Request 1: In the article on Peter Brock's Bathurst trophies, where will the trophies have a permanent home?
Request 2: Skaife names some drivers in the Bathurst trophies article as not far behind the four stand-out cars. List all of them.
Request 3: Repeat word for word the part of the Bathurst trophies article starting at "As for the trophies, Lewis" and ending at "Motor Racing Museum.".

Brock spent several months restoring the trophies, dating back to Peter Perfect's first win at Mt Panorama in 1972 and going through to his last in 1987. They went on public display for the first time, resting on the bonnet of Mark Skaife and Todd Kelly's Holden in pit lane just days before the race.

“These trophies are symbolic of Bathurst,” Skaife said.

“It's quite remarkable to see first-hand the success Peter (Brock) enjoyed up here. I'm quite proud as part of today's Holden factory racing team to be displaying them in public like this for the very first time.”

As for the trophies, Lewis Brock has ensured they will have a more permanent home, in the new Peter Brock wing at Bathurst's National Motor Racing Museum.

“He is a son of Bathurst and he always came here feeling like he was home, especially on the racetrack,” Brock said.

Skaife, who missed the last round of the championship at Sandown after undergoing an emergency appendix operation, sees this weekend's race developing into a battle of four.

“The HSV dealer team of Garth Tander and Rick Kelly, clearly ourselves, (Craig) Lowndes and (Jamie) Whincup in the Triple 8 Ford and the Ford Performance Racing car of Mark Winterbottom and Steven Richards are the four stand-out cars,” Skaife said.

“Then there are a couple not far behind that — the Jim Beam car with Steve Johnson and Will Davison, and you can never discount Greg Murphy and Jason Richards either.”

Data listing:
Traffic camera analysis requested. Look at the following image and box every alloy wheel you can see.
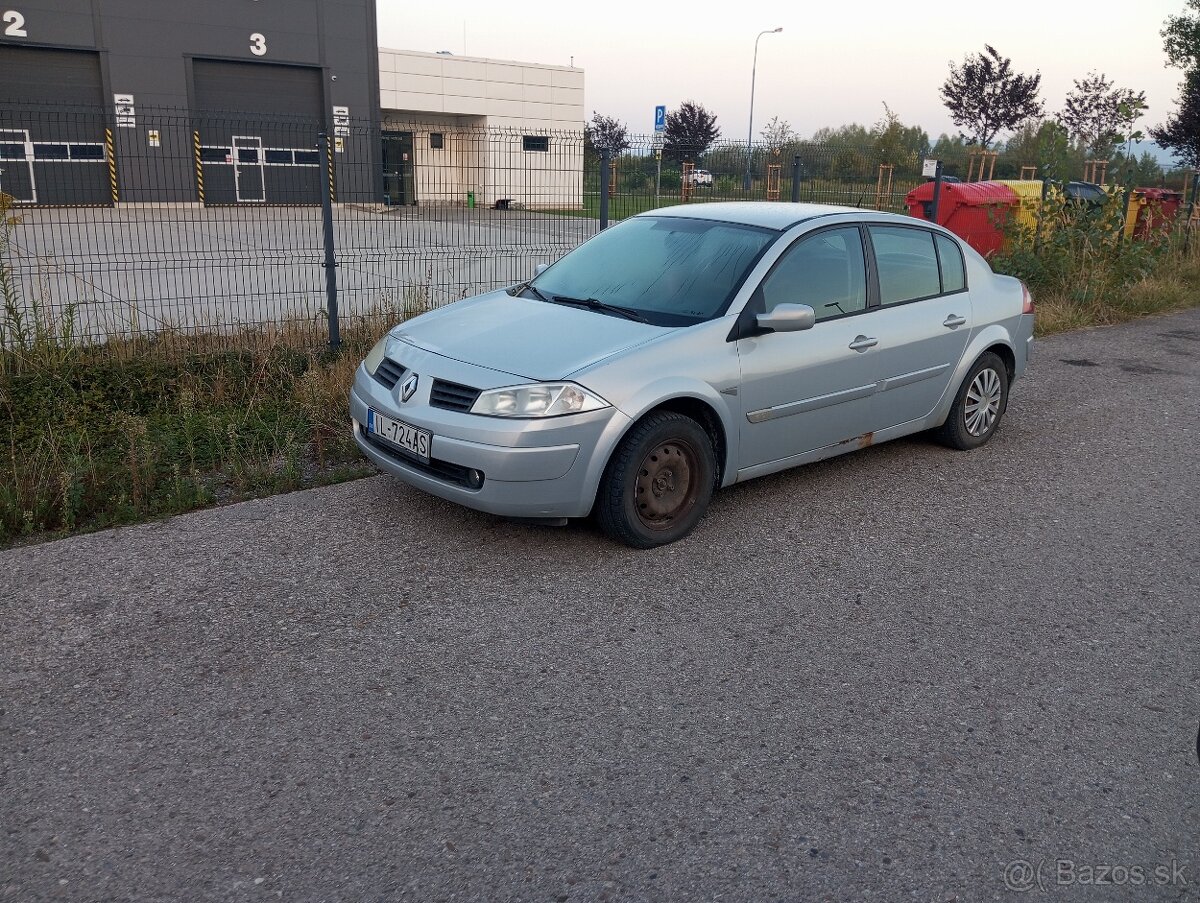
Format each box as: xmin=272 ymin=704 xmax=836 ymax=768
xmin=962 ymin=367 xmax=1003 ymax=436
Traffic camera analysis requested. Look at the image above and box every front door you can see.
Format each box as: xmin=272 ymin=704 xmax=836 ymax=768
xmin=383 ymin=132 xmax=416 ymax=204
xmin=738 ymin=226 xmax=876 ymax=468
xmin=0 ymin=128 xmax=37 ymax=204
xmin=233 ymin=134 xmax=266 ymax=203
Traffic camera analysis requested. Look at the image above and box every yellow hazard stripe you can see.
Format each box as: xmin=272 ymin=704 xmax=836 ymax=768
xmin=104 ymin=128 xmax=119 ymax=204
xmin=192 ymin=132 xmax=204 ymax=204
xmin=325 ymin=137 xmax=337 ymax=202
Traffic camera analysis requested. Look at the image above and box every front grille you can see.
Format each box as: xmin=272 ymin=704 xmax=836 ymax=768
xmin=430 ymin=379 xmax=480 ymax=413
xmin=376 ymin=358 xmax=404 ymax=390
xmin=361 ymin=427 xmax=482 ymax=490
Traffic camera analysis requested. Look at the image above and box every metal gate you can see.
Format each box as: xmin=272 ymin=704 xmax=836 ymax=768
xmin=233 ymin=134 xmax=266 ymax=204
xmin=0 ymin=128 xmax=37 ymax=204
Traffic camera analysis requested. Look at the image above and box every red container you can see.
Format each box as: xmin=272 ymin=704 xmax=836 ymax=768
xmin=905 ymin=181 xmax=1020 ymax=257
xmin=1133 ymin=189 xmax=1183 ymax=239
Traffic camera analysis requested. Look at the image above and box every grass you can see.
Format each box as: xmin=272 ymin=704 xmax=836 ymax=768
xmin=991 ymin=190 xmax=1200 ymax=335
xmin=1034 ymin=237 xmax=1200 ymax=335
xmin=0 ymin=327 xmax=383 ymax=545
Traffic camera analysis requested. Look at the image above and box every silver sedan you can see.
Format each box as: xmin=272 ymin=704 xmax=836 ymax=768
xmin=350 ymin=203 xmax=1033 ymax=548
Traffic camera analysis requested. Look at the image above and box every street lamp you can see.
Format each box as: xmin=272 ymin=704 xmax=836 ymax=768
xmin=742 ymin=28 xmax=784 ymax=191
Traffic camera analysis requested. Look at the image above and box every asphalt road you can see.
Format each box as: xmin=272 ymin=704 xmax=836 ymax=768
xmin=0 ymin=311 xmax=1200 ymax=903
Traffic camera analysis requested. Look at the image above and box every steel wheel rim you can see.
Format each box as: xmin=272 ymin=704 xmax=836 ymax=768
xmin=962 ymin=367 xmax=1004 ymax=436
xmin=634 ymin=439 xmax=700 ymax=531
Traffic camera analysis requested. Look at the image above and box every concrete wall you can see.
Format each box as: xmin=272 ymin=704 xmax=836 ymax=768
xmin=379 ymin=48 xmax=586 ymax=208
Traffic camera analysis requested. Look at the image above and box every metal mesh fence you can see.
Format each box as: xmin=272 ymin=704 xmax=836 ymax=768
xmin=0 ymin=107 xmax=936 ymax=341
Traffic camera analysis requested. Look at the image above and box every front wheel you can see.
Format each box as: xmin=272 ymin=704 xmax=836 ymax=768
xmin=934 ymin=352 xmax=1008 ymax=450
xmin=595 ymin=411 xmax=716 ymax=549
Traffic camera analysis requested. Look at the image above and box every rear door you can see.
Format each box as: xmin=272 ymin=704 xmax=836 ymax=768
xmin=868 ymin=225 xmax=972 ymax=429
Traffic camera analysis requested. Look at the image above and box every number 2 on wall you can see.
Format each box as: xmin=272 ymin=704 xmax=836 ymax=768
xmin=2 ymin=10 xmax=29 ymax=37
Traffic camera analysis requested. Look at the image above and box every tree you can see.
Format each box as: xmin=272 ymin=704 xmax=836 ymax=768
xmin=583 ymin=110 xmax=629 ymax=157
xmin=1150 ymin=0 xmax=1200 ymax=168
xmin=941 ymin=45 xmax=1046 ymax=149
xmin=1058 ymin=72 xmax=1146 ymax=157
xmin=1150 ymin=68 xmax=1200 ymax=168
xmin=1159 ymin=0 xmax=1200 ymax=72
xmin=762 ymin=116 xmax=796 ymax=154
xmin=662 ymin=101 xmax=721 ymax=160
xmin=871 ymin=103 xmax=929 ymax=169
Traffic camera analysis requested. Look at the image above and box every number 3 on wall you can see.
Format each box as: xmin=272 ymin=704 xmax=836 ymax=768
xmin=2 ymin=10 xmax=29 ymax=37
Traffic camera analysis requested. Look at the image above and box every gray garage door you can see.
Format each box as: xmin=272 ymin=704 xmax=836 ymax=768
xmin=192 ymin=59 xmax=324 ymax=204
xmin=0 ymin=46 xmax=112 ymax=204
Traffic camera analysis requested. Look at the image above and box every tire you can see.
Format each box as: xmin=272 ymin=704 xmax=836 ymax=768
xmin=595 ymin=411 xmax=716 ymax=549
xmin=934 ymin=351 xmax=1008 ymax=452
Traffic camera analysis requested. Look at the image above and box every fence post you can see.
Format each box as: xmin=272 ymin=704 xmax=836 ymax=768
xmin=600 ymin=150 xmax=612 ymax=231
xmin=1033 ymin=167 xmax=1050 ymax=253
xmin=929 ymin=160 xmax=942 ymax=222
xmin=1183 ymin=173 xmax=1200 ymax=253
xmin=317 ymin=132 xmax=342 ymax=351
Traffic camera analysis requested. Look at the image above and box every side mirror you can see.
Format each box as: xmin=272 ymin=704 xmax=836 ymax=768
xmin=755 ymin=304 xmax=817 ymax=333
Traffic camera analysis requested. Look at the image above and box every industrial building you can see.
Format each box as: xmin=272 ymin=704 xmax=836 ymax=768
xmin=0 ymin=0 xmax=584 ymax=207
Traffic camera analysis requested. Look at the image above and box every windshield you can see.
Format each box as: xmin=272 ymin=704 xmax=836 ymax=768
xmin=530 ymin=216 xmax=779 ymax=325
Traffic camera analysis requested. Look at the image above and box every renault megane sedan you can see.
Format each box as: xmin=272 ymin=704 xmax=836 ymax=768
xmin=350 ymin=203 xmax=1033 ymax=548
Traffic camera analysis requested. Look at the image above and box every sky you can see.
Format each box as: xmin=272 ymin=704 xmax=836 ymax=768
xmin=377 ymin=0 xmax=1184 ymax=148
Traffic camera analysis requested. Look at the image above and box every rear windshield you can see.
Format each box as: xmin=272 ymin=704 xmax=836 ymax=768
xmin=532 ymin=216 xmax=779 ymax=325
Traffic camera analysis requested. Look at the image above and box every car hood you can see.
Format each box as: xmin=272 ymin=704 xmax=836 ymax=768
xmin=391 ymin=291 xmax=672 ymax=381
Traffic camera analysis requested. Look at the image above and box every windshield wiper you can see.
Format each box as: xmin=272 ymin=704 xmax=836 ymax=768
xmin=549 ymin=294 xmax=650 ymax=323
xmin=509 ymin=282 xmax=552 ymax=303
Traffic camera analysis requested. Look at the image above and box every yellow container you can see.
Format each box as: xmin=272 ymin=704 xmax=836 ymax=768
xmin=1126 ymin=190 xmax=1150 ymax=238
xmin=996 ymin=179 xmax=1042 ymax=232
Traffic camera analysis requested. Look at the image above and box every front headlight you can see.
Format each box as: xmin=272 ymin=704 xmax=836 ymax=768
xmin=470 ymin=383 xmax=608 ymax=418
xmin=362 ymin=335 xmax=388 ymax=376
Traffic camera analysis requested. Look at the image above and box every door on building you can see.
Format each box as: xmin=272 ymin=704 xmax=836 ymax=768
xmin=383 ymin=131 xmax=416 ymax=204
xmin=0 ymin=128 xmax=37 ymax=204
xmin=233 ymin=134 xmax=266 ymax=203
xmin=192 ymin=59 xmax=324 ymax=204
xmin=0 ymin=44 xmax=114 ymax=205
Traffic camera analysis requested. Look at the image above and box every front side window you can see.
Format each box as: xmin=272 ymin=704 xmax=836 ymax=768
xmin=762 ymin=226 xmax=866 ymax=321
xmin=871 ymin=226 xmax=942 ymax=306
xmin=530 ymin=216 xmax=779 ymax=325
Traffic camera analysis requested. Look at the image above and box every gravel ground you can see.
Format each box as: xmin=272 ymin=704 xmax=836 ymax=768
xmin=0 ymin=311 xmax=1200 ymax=902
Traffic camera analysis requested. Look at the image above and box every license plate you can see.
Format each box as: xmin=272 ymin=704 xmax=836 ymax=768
xmin=367 ymin=409 xmax=433 ymax=464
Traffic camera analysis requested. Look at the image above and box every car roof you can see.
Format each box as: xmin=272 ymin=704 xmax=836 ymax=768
xmin=638 ymin=201 xmax=912 ymax=232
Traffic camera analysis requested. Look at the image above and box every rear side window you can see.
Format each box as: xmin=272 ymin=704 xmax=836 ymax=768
xmin=762 ymin=226 xmax=866 ymax=319
xmin=871 ymin=226 xmax=942 ymax=306
xmin=935 ymin=235 xmax=967 ymax=294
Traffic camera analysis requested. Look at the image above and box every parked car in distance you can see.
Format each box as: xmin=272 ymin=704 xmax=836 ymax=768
xmin=350 ymin=203 xmax=1033 ymax=548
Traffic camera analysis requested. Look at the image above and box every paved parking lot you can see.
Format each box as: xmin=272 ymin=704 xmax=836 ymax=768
xmin=0 ymin=311 xmax=1200 ymax=903
xmin=3 ymin=204 xmax=596 ymax=336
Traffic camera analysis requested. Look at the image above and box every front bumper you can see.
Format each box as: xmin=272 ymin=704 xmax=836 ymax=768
xmin=350 ymin=355 xmax=629 ymax=518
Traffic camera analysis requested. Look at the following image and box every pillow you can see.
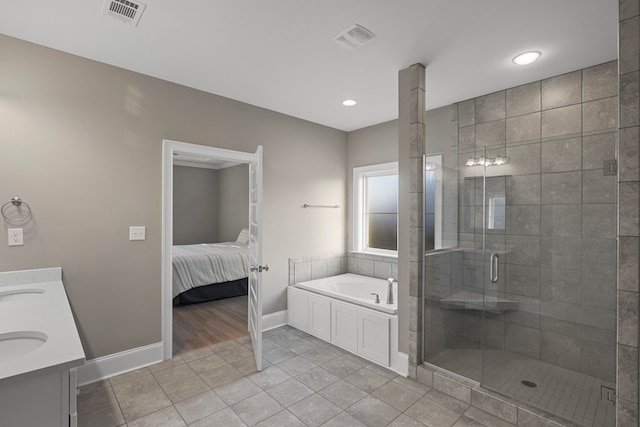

Output 1: In the new Peter Brock wing at Bathurst's National Motor Racing Museum.

Output 2: Steve Johnson, Will Davison, Greg Murphy, Jason Richards

Output 3:
As for the trophies, Lewis Brock has ensured they will have a more permanent home, in the new Peter Brock wing at Bathurst's National Motor Racing Museum.